§ **TASK OBJECTIVE**: Put every one of the lines below into a numbered list, omitting any blank lines.

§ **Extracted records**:
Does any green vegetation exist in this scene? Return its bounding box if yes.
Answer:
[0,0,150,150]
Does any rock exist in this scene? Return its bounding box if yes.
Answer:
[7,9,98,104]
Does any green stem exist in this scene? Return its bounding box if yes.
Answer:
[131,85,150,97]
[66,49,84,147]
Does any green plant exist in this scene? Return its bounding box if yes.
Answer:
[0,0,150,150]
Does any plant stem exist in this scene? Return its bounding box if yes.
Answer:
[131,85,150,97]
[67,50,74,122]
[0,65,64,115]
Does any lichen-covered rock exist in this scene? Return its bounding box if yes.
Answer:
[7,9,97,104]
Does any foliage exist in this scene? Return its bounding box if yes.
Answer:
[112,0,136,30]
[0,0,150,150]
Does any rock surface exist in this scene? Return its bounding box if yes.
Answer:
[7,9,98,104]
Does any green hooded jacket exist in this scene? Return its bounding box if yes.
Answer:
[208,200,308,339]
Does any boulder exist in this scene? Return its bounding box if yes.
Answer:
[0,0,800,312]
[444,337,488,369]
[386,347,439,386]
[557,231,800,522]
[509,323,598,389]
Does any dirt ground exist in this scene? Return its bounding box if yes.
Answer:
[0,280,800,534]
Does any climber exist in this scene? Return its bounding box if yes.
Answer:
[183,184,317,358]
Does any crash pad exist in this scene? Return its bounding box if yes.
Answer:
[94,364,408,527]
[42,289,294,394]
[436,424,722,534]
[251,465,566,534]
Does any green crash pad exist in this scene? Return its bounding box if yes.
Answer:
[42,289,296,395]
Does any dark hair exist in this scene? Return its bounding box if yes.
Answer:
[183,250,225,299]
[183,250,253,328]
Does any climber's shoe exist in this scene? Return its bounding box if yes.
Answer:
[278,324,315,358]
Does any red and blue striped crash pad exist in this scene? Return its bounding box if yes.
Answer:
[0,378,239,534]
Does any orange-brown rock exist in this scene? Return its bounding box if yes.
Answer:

§ **FINISHED TASK**:
1. Does any green vegetation exist in this scene? Return its bounding box if yes.
2. Answer:
3. [0,0,150,150]
4. Does any rock exist in this scene? Return its bounding box if yes.
5. Answer:
6. [7,9,98,104]
7. Does any green stem exist in this scene? Return its bounding box if yes.
8. Answer:
9. [131,85,150,97]
10. [66,49,84,147]
11. Does any green plant exist in this scene? Return its bounding box if yes.
12. Answer:
13. [0,0,150,150]
14. Does any plant stem exist in this scene? Return its bounding box if yes.
15. Answer:
16. [131,85,150,97]
17. [67,50,74,122]
18. [0,65,64,115]
19. Does any lichen-covered rock exist in this scene? Return its bounding box if yes.
20. Answer:
21. [7,9,97,104]
22. Does any foliage exist in this scene? Return its bounding box if yes.
23. Answer:
24. [112,0,136,30]
25. [0,0,150,150]
26. Does any rock surface exist in this scene? Return its bounding box if yes.
27. Answer:
28. [7,9,98,104]
29. Does any green hooded jacket exist in this scene? Return its bounding box if yes.
30. Answer:
31. [208,200,308,339]
32. Does any boulder exist in this scene? Return its bounding box if yes.
33. Answer:
34. [0,0,800,312]
35. [444,337,488,369]
36. [386,347,439,386]
37. [557,231,800,522]
38. [509,323,598,389]
39. Does any dirt ground exist in this scene? Return its bounding box if yes.
40. Answer:
41. [0,280,800,534]
42. Does any climber exist in this scene? Return its bounding box if yes.
43. Answer:
44. [183,184,317,358]
45. Does any crash pad exist in this scene? Return its bounding box if yes.
46. Answer:
47. [94,364,408,527]
48. [42,289,294,394]
49. [436,424,722,534]
50. [251,465,566,534]
51. Does any green crash pad exist in this scene? Return its bounding box if yes.
52. Answer:
53. [42,289,296,395]
54. Does any dark hair exist in this scene? Return its bounding box if yes.
55. Answer:
56. [183,250,225,299]
57. [183,250,253,328]
58. Does any climber's shoe exist in this scene? Return its bounding box if yes.
59. Answer:
60. [278,324,315,358]
61. Does any red and blue striped crash pad exist in this scene? Return its bounding box if yes.
62. Answer:
63. [0,378,239,534]
64. Does any orange-brown rock exist in this scene? Return its bounding box if yes.
65. Answer:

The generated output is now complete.